Copy exactly and only the lines running from the one that contains "tail in this photo, one line per instance." to the final line of the data below, without the pictures.
[THE DATA Boundary: Start]
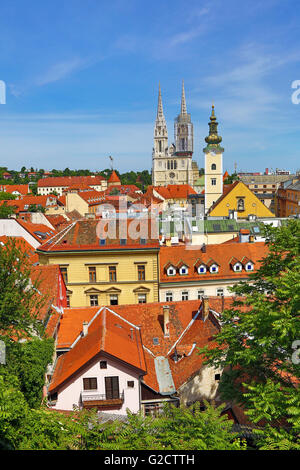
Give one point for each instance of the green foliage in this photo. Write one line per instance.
(176, 429)
(4, 196)
(19, 304)
(255, 345)
(6, 211)
(28, 362)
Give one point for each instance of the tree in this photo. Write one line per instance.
(256, 343)
(6, 211)
(19, 303)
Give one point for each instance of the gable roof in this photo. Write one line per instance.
(107, 333)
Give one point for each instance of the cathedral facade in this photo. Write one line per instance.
(173, 164)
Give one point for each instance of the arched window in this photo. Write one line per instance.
(241, 205)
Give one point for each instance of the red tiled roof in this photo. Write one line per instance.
(187, 331)
(40, 232)
(114, 178)
(67, 181)
(86, 234)
(107, 333)
(174, 191)
(24, 246)
(221, 254)
(23, 189)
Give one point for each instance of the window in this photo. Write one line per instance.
(202, 269)
(113, 299)
(141, 272)
(142, 298)
(112, 273)
(171, 271)
(169, 297)
(200, 294)
(183, 270)
(214, 268)
(90, 383)
(184, 295)
(92, 274)
(93, 300)
(241, 204)
(112, 387)
(64, 273)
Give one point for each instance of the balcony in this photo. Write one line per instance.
(92, 399)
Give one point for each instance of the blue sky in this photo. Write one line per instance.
(82, 80)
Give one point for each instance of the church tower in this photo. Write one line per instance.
(213, 163)
(184, 132)
(173, 164)
(160, 150)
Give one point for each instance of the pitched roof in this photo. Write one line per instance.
(106, 333)
(219, 253)
(187, 331)
(86, 234)
(174, 191)
(51, 285)
(66, 181)
(23, 189)
(40, 232)
(24, 246)
(114, 178)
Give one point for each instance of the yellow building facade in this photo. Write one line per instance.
(104, 275)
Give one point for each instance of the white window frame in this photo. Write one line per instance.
(200, 267)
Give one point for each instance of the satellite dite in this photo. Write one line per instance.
(2, 92)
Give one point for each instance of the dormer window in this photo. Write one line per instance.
(171, 271)
(237, 267)
(214, 268)
(183, 270)
(202, 269)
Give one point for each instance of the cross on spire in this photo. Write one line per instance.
(183, 102)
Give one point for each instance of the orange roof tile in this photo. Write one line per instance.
(114, 178)
(106, 333)
(221, 254)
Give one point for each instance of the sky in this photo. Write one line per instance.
(82, 80)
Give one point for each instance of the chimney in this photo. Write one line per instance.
(205, 307)
(166, 311)
(85, 328)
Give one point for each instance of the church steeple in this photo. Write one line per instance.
(160, 129)
(184, 133)
(160, 113)
(183, 102)
(213, 140)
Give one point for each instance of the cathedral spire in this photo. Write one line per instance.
(160, 113)
(183, 102)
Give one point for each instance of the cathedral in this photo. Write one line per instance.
(173, 164)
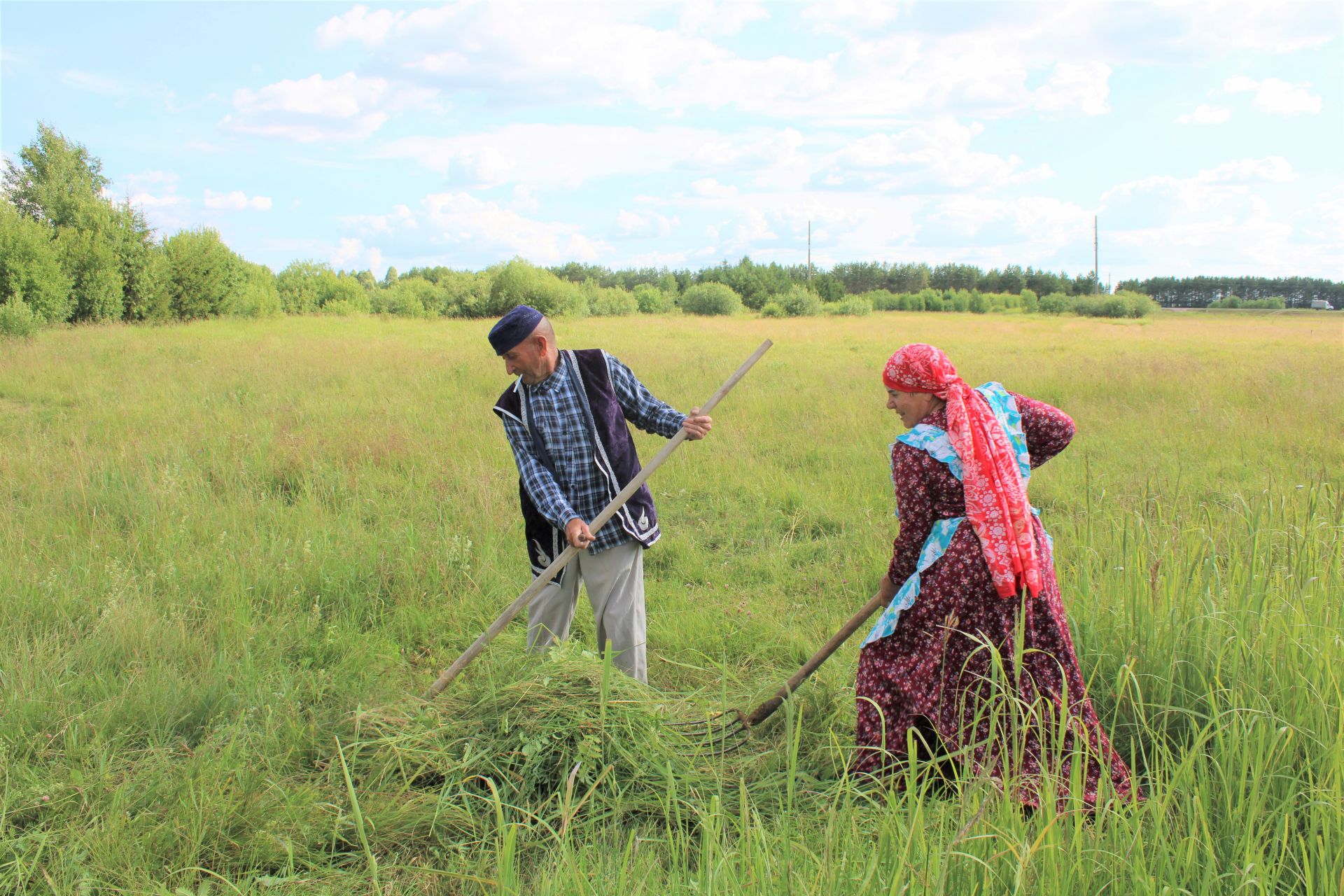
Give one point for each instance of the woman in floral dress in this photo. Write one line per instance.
(972, 571)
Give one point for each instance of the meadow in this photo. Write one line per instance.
(234, 551)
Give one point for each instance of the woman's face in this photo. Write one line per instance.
(911, 407)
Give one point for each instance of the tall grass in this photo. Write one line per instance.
(232, 550)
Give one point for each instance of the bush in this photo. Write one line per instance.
(1124, 304)
(1273, 302)
(711, 298)
(654, 300)
(96, 274)
(609, 301)
(800, 301)
(18, 320)
(853, 307)
(30, 267)
(518, 282)
(203, 274)
(1054, 304)
(258, 296)
(883, 300)
(403, 298)
(298, 286)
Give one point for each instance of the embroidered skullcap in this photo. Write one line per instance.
(996, 496)
(514, 328)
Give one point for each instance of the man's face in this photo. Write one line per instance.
(527, 359)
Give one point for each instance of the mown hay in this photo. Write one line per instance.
(545, 735)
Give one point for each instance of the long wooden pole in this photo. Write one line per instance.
(768, 708)
(608, 512)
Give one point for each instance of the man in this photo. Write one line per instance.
(566, 418)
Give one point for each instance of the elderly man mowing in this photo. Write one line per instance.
(566, 421)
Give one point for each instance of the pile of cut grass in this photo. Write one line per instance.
(545, 738)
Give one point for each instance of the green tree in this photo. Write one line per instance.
(30, 267)
(55, 182)
(204, 276)
(257, 295)
(298, 286)
(144, 270)
(711, 298)
(94, 272)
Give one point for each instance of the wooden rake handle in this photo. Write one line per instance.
(768, 708)
(608, 512)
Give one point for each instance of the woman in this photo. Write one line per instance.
(971, 571)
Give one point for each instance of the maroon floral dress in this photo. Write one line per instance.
(936, 672)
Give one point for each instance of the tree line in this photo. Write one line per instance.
(69, 253)
(1217, 292)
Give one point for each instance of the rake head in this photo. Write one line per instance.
(721, 732)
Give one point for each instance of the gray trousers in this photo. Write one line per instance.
(615, 584)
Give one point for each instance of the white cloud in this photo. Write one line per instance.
(92, 83)
(354, 254)
(1206, 115)
(934, 153)
(720, 18)
(237, 200)
(647, 223)
(1277, 97)
(1075, 88)
(713, 188)
(457, 225)
(571, 155)
(460, 219)
(315, 108)
(400, 219)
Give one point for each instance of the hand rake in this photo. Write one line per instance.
(727, 731)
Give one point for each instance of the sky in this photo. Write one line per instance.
(1208, 139)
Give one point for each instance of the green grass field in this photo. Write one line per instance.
(232, 552)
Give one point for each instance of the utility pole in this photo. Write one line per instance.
(1096, 266)
(809, 250)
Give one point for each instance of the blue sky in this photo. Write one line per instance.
(1208, 137)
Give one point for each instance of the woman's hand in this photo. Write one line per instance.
(888, 590)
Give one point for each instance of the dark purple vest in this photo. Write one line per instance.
(615, 457)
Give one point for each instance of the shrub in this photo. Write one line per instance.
(18, 320)
(800, 301)
(96, 274)
(883, 300)
(1054, 304)
(298, 286)
(609, 301)
(30, 267)
(203, 274)
(403, 298)
(711, 298)
(853, 307)
(258, 296)
(654, 300)
(1124, 304)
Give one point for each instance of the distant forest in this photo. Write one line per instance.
(71, 254)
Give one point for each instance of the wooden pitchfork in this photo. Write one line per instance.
(727, 731)
(608, 512)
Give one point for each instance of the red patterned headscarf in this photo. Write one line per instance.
(996, 498)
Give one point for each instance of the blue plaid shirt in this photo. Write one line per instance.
(577, 489)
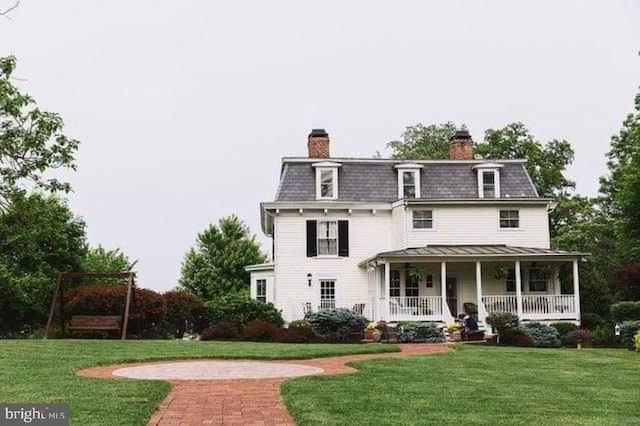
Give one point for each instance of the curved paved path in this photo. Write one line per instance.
(243, 401)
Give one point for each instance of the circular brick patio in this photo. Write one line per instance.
(216, 370)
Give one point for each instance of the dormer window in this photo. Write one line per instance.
(409, 180)
(488, 180)
(326, 180)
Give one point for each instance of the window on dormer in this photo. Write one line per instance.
(489, 184)
(409, 184)
(327, 183)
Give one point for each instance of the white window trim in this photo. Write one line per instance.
(319, 171)
(433, 220)
(519, 228)
(416, 179)
(327, 256)
(496, 180)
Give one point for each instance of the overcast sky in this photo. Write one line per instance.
(184, 108)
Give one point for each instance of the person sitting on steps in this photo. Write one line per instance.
(469, 325)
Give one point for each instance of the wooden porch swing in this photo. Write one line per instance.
(91, 322)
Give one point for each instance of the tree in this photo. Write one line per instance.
(546, 163)
(424, 142)
(31, 142)
(216, 265)
(39, 237)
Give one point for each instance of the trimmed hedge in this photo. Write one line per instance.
(628, 330)
(419, 332)
(239, 309)
(543, 336)
(337, 324)
(625, 311)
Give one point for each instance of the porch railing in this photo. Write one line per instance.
(533, 305)
(426, 306)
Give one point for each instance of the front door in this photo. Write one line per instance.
(452, 295)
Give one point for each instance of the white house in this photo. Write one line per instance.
(412, 240)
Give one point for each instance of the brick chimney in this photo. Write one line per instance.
(318, 144)
(461, 146)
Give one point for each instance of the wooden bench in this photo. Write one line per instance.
(94, 322)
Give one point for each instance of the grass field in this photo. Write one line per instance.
(477, 385)
(43, 371)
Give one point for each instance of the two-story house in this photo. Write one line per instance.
(412, 240)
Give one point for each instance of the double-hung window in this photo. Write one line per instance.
(509, 219)
(327, 238)
(489, 184)
(409, 184)
(537, 280)
(394, 285)
(261, 290)
(422, 219)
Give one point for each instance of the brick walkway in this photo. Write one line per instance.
(243, 401)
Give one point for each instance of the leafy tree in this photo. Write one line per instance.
(424, 142)
(31, 142)
(39, 237)
(215, 266)
(99, 259)
(546, 163)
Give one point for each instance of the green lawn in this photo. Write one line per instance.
(477, 385)
(43, 371)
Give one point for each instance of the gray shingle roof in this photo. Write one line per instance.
(378, 181)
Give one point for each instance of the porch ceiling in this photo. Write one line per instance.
(474, 251)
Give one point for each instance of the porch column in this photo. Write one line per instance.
(576, 289)
(518, 290)
(481, 312)
(443, 287)
(387, 289)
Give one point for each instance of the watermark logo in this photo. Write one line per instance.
(34, 414)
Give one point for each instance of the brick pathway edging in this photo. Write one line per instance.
(243, 401)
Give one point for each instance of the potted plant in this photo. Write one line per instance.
(578, 337)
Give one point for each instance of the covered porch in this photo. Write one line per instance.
(435, 283)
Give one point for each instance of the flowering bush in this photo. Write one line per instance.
(147, 313)
(185, 312)
(419, 332)
(577, 336)
(222, 330)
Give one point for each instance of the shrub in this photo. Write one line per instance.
(260, 331)
(148, 309)
(625, 311)
(516, 337)
(503, 322)
(591, 321)
(337, 324)
(577, 336)
(419, 332)
(239, 309)
(223, 330)
(185, 312)
(628, 330)
(543, 336)
(563, 329)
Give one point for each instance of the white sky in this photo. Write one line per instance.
(184, 108)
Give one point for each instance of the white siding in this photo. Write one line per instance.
(480, 225)
(368, 235)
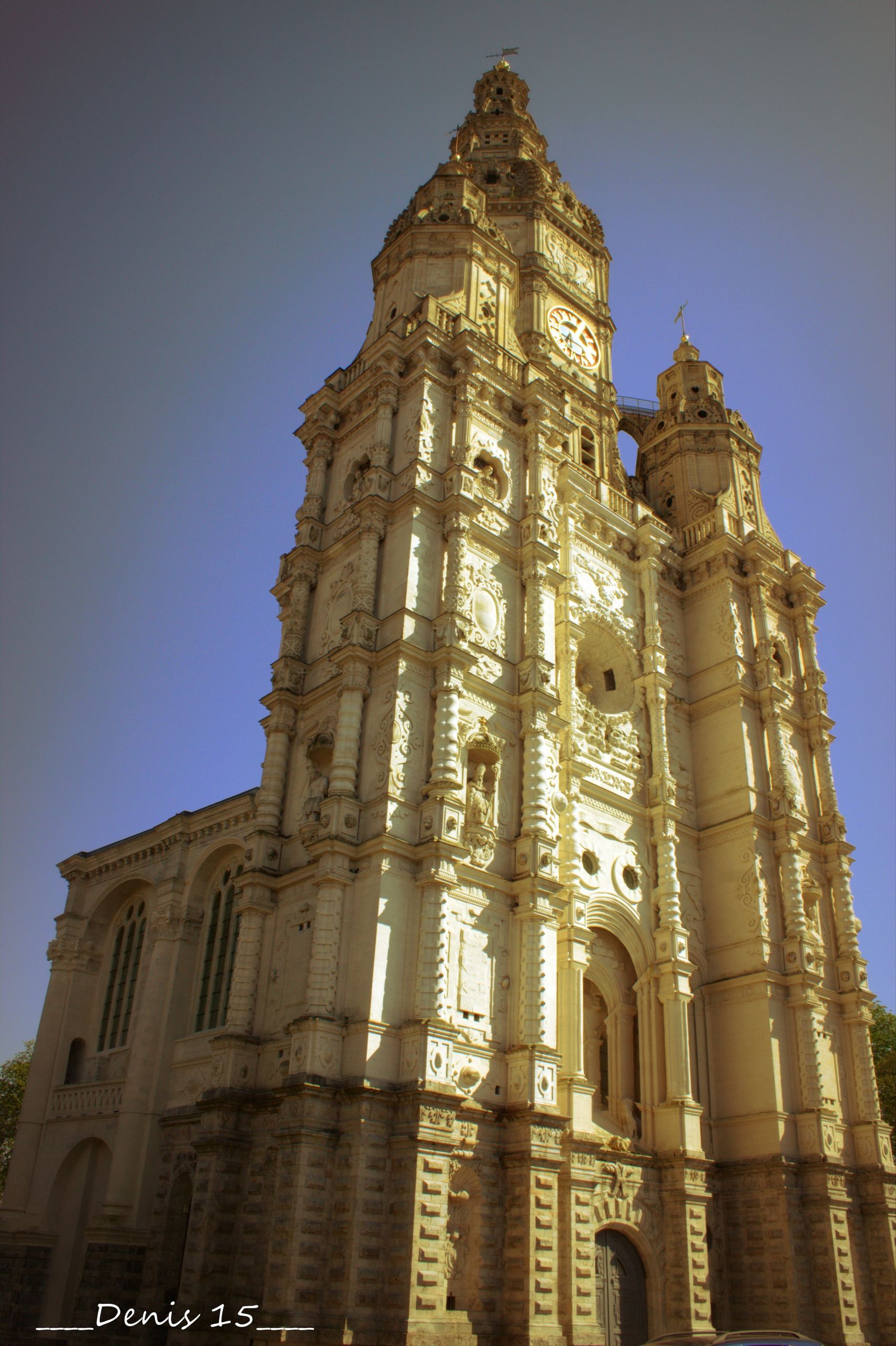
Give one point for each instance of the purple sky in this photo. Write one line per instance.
(194, 193)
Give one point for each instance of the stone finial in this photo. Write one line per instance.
(685, 352)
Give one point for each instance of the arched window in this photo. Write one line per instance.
(589, 448)
(123, 979)
(221, 945)
(75, 1066)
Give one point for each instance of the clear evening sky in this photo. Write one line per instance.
(194, 193)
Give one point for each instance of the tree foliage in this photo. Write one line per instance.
(14, 1075)
(883, 1035)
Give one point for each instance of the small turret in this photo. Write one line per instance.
(697, 455)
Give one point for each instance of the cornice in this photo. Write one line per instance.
(185, 828)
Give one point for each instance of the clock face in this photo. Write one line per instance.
(575, 337)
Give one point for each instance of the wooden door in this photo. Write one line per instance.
(622, 1292)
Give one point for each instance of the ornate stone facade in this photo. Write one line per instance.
(533, 955)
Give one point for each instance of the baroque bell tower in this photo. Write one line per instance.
(540, 1015)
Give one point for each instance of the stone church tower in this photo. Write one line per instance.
(522, 1001)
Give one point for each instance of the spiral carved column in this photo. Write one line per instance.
(356, 686)
(279, 727)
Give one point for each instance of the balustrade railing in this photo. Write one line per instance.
(85, 1100)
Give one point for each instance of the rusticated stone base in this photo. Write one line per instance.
(415, 1219)
(23, 1274)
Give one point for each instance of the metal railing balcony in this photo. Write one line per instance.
(637, 407)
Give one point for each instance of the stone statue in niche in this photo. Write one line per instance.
(629, 1119)
(320, 756)
(316, 794)
(479, 797)
(489, 484)
(483, 753)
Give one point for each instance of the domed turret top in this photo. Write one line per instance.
(685, 350)
(501, 92)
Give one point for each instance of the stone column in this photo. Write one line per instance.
(148, 1058)
(457, 580)
(372, 529)
(446, 741)
(71, 957)
(431, 1001)
(253, 906)
(356, 687)
(279, 729)
(575, 1090)
(677, 1120)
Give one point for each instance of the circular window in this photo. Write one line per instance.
(604, 674)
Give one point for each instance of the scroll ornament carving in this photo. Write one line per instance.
(420, 435)
(397, 741)
(483, 765)
(753, 894)
(170, 922)
(486, 606)
(282, 720)
(341, 601)
(613, 739)
(69, 953)
(729, 629)
(570, 261)
(320, 756)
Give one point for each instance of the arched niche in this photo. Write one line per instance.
(109, 905)
(645, 1308)
(208, 867)
(604, 671)
(482, 769)
(595, 1053)
(77, 1061)
(320, 766)
(174, 1237)
(76, 1200)
(611, 1037)
(463, 1259)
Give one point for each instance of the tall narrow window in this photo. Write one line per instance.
(118, 1003)
(221, 948)
(589, 448)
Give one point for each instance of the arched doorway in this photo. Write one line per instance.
(622, 1290)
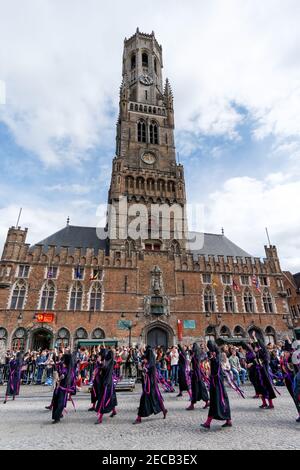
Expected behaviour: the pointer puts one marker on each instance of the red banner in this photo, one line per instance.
(44, 317)
(179, 330)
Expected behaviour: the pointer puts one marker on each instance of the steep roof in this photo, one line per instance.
(86, 237)
(75, 237)
(217, 245)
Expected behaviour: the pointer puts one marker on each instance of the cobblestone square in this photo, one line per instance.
(25, 424)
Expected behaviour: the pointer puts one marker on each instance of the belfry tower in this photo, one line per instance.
(144, 170)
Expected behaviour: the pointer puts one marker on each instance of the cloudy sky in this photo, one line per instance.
(234, 67)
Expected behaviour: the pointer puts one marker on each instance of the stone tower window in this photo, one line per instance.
(18, 296)
(153, 133)
(267, 301)
(133, 61)
(142, 131)
(47, 300)
(145, 60)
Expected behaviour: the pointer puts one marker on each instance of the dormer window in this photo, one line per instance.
(133, 61)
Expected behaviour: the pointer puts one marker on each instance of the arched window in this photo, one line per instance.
(19, 340)
(133, 61)
(270, 335)
(210, 333)
(47, 299)
(142, 131)
(63, 338)
(76, 297)
(225, 332)
(95, 297)
(18, 296)
(238, 332)
(153, 133)
(229, 301)
(98, 333)
(145, 59)
(268, 302)
(209, 300)
(248, 301)
(80, 333)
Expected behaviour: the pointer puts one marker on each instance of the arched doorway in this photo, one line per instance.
(41, 339)
(157, 337)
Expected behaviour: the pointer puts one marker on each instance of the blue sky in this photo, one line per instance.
(236, 84)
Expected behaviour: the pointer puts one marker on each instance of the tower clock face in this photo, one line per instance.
(149, 158)
(146, 79)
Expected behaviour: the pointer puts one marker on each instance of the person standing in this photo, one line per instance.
(198, 388)
(14, 376)
(63, 388)
(151, 401)
(219, 407)
(183, 372)
(107, 398)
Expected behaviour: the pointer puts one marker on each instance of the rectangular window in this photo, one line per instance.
(245, 280)
(206, 278)
(23, 270)
(226, 279)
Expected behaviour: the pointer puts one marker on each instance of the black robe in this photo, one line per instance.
(219, 408)
(151, 401)
(265, 386)
(14, 377)
(289, 376)
(61, 392)
(252, 370)
(199, 390)
(106, 393)
(182, 371)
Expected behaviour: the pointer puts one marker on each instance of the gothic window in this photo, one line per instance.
(209, 300)
(225, 332)
(145, 59)
(248, 302)
(270, 335)
(23, 270)
(210, 333)
(19, 340)
(238, 332)
(229, 301)
(76, 297)
(98, 333)
(47, 299)
(18, 296)
(267, 301)
(133, 61)
(153, 133)
(142, 131)
(95, 297)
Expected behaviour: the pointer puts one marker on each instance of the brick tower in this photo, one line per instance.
(145, 175)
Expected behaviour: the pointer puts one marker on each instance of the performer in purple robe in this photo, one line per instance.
(14, 377)
(64, 388)
(106, 395)
(198, 388)
(151, 401)
(219, 407)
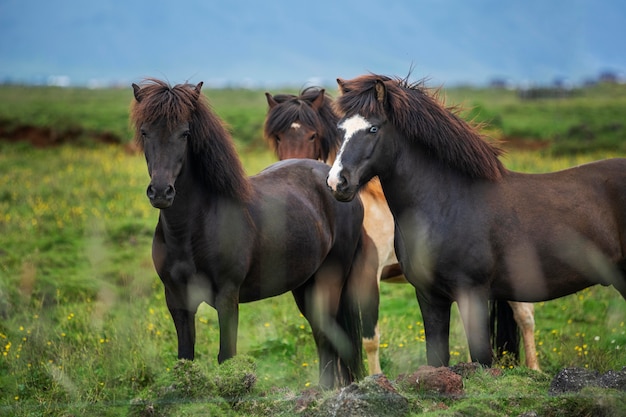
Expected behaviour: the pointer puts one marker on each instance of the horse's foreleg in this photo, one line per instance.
(184, 324)
(227, 306)
(473, 307)
(524, 314)
(436, 315)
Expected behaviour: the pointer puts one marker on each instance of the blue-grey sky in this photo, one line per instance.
(269, 43)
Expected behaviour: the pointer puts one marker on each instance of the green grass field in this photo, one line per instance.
(84, 328)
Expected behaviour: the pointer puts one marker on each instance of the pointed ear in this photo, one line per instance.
(198, 88)
(381, 91)
(342, 85)
(319, 100)
(270, 100)
(136, 91)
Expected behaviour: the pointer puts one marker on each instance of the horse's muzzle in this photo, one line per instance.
(341, 189)
(161, 197)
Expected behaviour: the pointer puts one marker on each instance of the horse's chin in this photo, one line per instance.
(161, 203)
(344, 195)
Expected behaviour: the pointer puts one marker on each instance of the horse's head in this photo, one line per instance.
(301, 126)
(162, 117)
(364, 152)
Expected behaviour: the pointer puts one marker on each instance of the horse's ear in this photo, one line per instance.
(342, 85)
(270, 100)
(381, 91)
(198, 88)
(319, 100)
(136, 91)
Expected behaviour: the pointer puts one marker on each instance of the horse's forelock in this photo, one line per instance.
(418, 113)
(291, 109)
(161, 102)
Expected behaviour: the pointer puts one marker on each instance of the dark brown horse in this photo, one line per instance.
(305, 126)
(468, 229)
(225, 239)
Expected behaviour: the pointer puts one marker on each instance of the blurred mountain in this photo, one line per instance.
(267, 43)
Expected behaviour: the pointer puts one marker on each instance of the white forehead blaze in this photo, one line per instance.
(350, 126)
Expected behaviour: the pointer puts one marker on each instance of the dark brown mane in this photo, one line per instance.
(213, 155)
(418, 114)
(292, 108)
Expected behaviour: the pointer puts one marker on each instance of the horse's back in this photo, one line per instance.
(564, 230)
(298, 220)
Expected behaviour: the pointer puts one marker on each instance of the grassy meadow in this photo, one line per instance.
(83, 324)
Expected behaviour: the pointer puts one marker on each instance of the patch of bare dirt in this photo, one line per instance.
(42, 137)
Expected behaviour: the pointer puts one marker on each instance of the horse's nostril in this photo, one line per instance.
(170, 191)
(150, 192)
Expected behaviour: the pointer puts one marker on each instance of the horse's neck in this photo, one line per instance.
(416, 180)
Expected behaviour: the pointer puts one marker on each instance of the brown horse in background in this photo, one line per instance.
(224, 239)
(305, 126)
(467, 229)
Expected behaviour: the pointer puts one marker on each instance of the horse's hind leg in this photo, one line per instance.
(475, 315)
(366, 289)
(436, 316)
(524, 314)
(314, 307)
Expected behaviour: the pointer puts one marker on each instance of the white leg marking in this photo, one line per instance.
(351, 126)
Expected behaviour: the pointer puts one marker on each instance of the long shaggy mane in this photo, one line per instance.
(424, 119)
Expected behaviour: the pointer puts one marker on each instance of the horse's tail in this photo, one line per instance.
(504, 330)
(349, 319)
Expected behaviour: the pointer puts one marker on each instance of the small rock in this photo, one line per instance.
(439, 381)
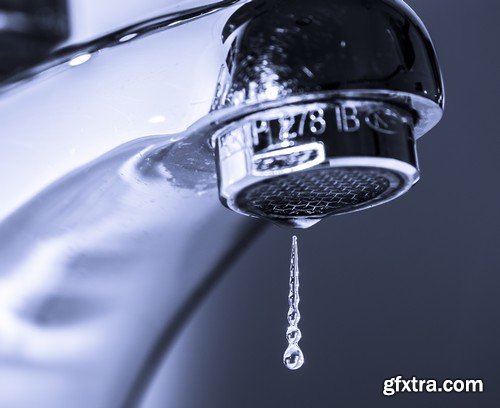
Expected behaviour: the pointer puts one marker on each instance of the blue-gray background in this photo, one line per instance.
[THE DATA Boundary: End]
OUTPUT
Expected behaviour: the pointer puts one marker on each instance of the horse's tail in this photo, one line per instance.
(504, 330)
(349, 319)
Expected behaviour: the pointer puts one marker on each instance of the small rock in this photo, one line per instance.
(439, 381)
Expected behaviour: the pointer puts one marker on each instance of the blue-gray background in this photo, one line per instance.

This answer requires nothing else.